- WHAT TO WORK ON
Would you copy all lines in the data that contain the word "light"?

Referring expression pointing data
════════════════════

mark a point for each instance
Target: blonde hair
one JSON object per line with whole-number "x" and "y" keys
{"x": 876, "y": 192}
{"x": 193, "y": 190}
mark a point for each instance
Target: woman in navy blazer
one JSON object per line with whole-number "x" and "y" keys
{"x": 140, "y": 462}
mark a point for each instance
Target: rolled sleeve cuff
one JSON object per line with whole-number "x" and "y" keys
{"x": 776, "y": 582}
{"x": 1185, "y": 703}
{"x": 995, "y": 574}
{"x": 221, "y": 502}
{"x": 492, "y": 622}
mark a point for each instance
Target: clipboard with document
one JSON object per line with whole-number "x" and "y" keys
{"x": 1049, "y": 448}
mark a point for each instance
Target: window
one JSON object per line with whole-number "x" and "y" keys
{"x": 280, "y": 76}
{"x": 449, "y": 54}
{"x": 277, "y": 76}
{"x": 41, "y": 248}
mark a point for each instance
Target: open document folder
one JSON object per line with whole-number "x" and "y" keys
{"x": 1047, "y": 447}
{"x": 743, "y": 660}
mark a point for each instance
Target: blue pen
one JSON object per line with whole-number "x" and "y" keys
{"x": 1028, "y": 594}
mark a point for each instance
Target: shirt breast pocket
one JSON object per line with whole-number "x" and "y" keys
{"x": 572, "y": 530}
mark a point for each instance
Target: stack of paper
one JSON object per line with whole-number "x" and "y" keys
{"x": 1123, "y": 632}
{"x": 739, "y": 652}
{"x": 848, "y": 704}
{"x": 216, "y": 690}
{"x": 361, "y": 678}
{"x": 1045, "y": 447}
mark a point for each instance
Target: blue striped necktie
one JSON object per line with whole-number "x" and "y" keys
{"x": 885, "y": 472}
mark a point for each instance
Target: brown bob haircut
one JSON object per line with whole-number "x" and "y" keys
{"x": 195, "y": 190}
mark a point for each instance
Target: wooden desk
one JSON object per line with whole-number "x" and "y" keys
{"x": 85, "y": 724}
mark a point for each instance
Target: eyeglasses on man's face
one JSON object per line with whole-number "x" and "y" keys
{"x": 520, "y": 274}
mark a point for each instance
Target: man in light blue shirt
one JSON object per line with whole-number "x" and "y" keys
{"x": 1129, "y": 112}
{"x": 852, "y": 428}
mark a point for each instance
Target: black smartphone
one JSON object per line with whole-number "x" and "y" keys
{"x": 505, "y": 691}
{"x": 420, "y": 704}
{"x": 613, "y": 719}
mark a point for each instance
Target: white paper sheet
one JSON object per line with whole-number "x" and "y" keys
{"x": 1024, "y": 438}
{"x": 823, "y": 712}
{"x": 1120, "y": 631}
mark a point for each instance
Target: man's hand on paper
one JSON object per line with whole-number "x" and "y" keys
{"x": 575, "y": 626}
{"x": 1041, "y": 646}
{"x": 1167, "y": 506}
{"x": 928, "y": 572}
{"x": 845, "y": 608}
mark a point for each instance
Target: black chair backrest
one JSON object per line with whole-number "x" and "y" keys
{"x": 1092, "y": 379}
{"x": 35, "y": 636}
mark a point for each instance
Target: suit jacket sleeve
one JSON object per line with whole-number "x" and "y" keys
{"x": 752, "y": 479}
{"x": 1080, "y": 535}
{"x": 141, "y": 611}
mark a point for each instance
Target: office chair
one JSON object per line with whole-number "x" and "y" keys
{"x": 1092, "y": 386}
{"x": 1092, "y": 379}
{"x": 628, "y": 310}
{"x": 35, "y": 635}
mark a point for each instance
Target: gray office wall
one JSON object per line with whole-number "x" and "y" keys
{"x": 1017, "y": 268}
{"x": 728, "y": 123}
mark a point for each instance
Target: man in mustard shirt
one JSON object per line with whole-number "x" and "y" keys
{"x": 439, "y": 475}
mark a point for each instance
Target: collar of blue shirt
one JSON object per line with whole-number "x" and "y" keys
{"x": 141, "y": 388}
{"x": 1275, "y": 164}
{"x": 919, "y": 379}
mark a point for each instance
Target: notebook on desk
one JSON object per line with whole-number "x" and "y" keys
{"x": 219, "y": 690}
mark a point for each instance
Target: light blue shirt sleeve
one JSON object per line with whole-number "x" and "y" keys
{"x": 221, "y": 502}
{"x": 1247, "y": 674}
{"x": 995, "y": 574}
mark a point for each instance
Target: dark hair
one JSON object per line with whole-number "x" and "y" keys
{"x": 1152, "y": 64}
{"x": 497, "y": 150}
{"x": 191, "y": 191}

════════════════════

- WRITTEN ANSWER
Target: man in light blue shirt
Target: light blue shirt sleeve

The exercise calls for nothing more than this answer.